→ TEXTE SOURCE:
╔══

12.- Le coefficient d’ajustement de la SONARA constitue une subvention de facto au producteur. Le coefficient d’ajustement est inclus dans la structure des prix et calculé en pourcentage du prix de référence. L’inclusion de cet élément dans la structure des prix a pour but de compenser le désavantage concurrentiel auquel se heurte la SONARA en raison du caractère limité de ses capacités de raffinage. Les projets en cours d’expansion de la SONARA visent à accroître les volumes de production et à réduire les coûts, ce qui pourrait conduire à terme à la suppression du coefficient d’ajustement. Celui-ci a été ramené de 12 % à 10 % en juillet 2014, mais comme il est calculé ad valorem, il amplifie la volatilité du prix du marché libre indicatif… Comme présenté plus haut (v. supra, n° 5, 6 et 7), c’est à tort que le FMI qualifie le CA de subvention au producteur. En français, subvention signifie « Aide financière versée par l'État ou une personne publique à une personne privée, physique ou morale, dans le but de favoriser l'activité d'intérêt général à laquelle elle se livre ». Or le CA, dans tous ses sens (v. supra, n° 8), est un élément du prix de vente des produits pétroliers raffinés que paient les consommateurs, et non l’Etat. On ne saurait parler de subvention sur une dépense que le consommateur paie au producteur. Par ailleurs, le raffinage et la vente des produits pétroliers ne sauraient être assimilés à une activité d'intérêt général. Enfin, on ne saurait demander à un opérateur économique de vendre en dessous de son prix de revient, comme le FMI l’impose aujourd’hui à la SONARA. Nous verrons plus loin qu’il existe un CA même chez les Marketers,sous des appellations différentes, qui ne choque personne et dont le niveau, ramené en valeur relative, est supérieur aux taux remis en cause à la SONARA (v. infra n° 26, Tableau n° 4). Un CA en valeur relative devrait mieux s’adapter à la conjoncture qu’un CA en valeur absolue. Il est arrivé que les prix des produits pétroliers à la pompe contiennent une subvention, mais celle-ci est différente du CA. Elle découle du blocage des prix à la pompe en période de forte montée des cours du pétrole brut. On parle alors de subvention au consommateur, couramment appelée « manque à gagner » (v. infra, n° 14 et 15).

╚══

→ JEU DE DONNÉES:
╔══

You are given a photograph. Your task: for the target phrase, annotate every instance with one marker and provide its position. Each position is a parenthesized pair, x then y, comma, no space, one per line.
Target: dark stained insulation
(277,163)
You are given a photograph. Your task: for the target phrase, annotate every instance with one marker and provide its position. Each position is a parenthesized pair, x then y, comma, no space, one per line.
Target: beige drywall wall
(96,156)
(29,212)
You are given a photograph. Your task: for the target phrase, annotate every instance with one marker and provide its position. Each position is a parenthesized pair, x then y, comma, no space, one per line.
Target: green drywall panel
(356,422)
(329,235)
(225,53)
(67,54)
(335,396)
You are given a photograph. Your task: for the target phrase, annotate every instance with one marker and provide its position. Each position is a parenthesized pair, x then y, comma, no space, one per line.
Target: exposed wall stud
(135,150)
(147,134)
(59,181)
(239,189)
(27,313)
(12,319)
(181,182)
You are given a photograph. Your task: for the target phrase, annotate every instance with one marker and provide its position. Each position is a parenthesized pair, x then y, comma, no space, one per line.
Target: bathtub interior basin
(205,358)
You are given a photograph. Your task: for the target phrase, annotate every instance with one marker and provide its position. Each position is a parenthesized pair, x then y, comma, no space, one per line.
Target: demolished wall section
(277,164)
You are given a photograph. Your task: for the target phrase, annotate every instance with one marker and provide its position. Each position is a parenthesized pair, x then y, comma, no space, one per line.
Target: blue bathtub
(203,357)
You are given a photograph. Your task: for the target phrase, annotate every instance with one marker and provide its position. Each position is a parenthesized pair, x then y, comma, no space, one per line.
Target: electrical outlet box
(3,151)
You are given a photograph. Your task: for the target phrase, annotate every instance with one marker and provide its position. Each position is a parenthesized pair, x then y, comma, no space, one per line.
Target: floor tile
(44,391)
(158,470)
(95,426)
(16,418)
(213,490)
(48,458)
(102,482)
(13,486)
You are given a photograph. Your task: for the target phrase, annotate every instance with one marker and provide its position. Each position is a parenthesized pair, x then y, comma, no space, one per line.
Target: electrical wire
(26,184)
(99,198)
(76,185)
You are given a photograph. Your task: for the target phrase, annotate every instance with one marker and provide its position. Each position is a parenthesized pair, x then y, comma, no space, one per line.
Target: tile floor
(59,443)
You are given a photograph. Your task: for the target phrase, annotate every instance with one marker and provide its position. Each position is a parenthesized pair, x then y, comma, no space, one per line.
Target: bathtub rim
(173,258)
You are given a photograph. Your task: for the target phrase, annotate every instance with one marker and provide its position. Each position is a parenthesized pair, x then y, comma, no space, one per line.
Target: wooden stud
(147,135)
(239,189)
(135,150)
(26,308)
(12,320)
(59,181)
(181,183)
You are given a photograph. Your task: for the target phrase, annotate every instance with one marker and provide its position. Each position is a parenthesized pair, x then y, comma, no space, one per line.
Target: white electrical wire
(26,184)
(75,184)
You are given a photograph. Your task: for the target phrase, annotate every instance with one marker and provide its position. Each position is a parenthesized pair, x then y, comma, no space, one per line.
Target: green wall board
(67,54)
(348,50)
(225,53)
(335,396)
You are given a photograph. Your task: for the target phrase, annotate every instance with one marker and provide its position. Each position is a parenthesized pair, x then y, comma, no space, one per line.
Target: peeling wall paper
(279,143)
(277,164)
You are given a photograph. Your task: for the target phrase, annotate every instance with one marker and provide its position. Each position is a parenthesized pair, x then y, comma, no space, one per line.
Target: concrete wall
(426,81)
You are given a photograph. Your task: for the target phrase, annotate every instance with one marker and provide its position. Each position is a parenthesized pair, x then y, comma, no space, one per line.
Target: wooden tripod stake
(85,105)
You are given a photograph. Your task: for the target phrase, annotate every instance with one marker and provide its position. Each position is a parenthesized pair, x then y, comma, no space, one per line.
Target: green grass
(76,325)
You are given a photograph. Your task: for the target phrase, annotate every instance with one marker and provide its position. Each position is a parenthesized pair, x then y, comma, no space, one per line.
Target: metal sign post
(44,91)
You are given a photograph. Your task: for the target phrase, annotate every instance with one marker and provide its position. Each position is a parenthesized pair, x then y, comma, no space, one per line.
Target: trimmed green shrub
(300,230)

╚══

→ ÉNONCÉ DE LA TÂCHE: D'après le texte sur le coefficient d'ajustement de la SONARA, de quel taux à quel taux ce coefficient a-t-il été ramené en juillet 2014 ?

→ CORRIGÉ: Il a été ramené de 12 % à 10 %.